==== Entries provided

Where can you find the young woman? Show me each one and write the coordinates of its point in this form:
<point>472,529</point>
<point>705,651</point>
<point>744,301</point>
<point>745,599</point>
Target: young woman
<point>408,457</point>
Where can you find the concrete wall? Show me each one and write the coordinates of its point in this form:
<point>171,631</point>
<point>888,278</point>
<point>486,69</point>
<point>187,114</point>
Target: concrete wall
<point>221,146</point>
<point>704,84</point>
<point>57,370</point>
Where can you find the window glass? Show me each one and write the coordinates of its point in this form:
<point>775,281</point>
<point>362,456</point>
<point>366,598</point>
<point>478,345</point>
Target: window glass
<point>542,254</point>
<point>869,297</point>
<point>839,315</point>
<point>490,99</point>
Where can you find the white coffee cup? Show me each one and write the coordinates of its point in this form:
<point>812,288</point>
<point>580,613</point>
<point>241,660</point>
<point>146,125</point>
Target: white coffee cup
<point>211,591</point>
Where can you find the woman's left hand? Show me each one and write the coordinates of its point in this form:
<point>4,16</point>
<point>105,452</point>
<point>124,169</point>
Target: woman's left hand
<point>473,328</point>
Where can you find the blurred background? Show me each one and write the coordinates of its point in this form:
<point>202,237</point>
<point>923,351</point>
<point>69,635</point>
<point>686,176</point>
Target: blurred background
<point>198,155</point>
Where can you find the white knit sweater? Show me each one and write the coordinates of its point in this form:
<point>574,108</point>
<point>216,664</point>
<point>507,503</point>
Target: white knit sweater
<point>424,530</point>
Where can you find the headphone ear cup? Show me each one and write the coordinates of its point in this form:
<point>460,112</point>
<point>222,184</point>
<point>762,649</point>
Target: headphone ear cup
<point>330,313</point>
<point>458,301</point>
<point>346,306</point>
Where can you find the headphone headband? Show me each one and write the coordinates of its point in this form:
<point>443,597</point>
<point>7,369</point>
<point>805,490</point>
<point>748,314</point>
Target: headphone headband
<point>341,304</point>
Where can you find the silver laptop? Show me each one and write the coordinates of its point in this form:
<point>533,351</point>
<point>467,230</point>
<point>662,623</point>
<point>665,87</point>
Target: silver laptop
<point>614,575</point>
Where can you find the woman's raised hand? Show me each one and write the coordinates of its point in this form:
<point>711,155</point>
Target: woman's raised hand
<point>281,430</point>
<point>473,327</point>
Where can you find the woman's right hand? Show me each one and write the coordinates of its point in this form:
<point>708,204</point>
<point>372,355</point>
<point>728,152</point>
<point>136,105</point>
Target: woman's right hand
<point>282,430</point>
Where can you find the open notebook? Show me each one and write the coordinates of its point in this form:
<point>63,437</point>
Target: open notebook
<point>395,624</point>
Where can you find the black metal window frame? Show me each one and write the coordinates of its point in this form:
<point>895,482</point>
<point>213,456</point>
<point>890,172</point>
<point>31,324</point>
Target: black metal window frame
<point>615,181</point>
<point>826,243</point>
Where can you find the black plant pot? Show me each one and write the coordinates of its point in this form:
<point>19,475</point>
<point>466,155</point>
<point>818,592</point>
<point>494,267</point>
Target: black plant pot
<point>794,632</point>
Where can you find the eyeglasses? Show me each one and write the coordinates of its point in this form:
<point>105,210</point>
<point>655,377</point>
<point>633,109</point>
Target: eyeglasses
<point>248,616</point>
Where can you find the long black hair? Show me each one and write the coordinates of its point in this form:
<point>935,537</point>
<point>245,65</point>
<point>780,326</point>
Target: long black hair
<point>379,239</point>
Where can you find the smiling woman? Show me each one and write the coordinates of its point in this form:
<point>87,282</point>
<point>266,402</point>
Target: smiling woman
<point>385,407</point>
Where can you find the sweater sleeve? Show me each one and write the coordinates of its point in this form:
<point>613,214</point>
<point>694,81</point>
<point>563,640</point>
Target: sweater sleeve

========

**What the exercise asks**
Which lines run from the one containing "<point>890,172</point>" to the final line of the entries? Return those lines exactly, and only those.

**Result of the task**
<point>890,172</point>
<point>31,324</point>
Target: black metal window frame
<point>615,181</point>
<point>826,243</point>
Where can you find the black plant pot? Show me each one and write the coordinates of its point in this form:
<point>19,475</point>
<point>466,155</point>
<point>818,592</point>
<point>494,267</point>
Target: black plant pot
<point>794,632</point>
Where can you find the eyeglasses? Show me each one and write the coordinates of its point in this form:
<point>105,210</point>
<point>655,377</point>
<point>633,109</point>
Target: eyeglasses
<point>248,616</point>
Where can you find the long black hair? Show me each one and write the coordinates of its point in this form:
<point>935,537</point>
<point>245,65</point>
<point>780,326</point>
Target: long black hair
<point>379,239</point>
Where can you find the smiling woman? Show me each one and write the coordinates of its point in this form:
<point>87,282</point>
<point>266,402</point>
Target: smiling woman
<point>385,407</point>
Where can you find the sweater sleeve? Show me each one and write the coordinates of its point in this form:
<point>613,214</point>
<point>694,81</point>
<point>563,640</point>
Target: sweater sleeve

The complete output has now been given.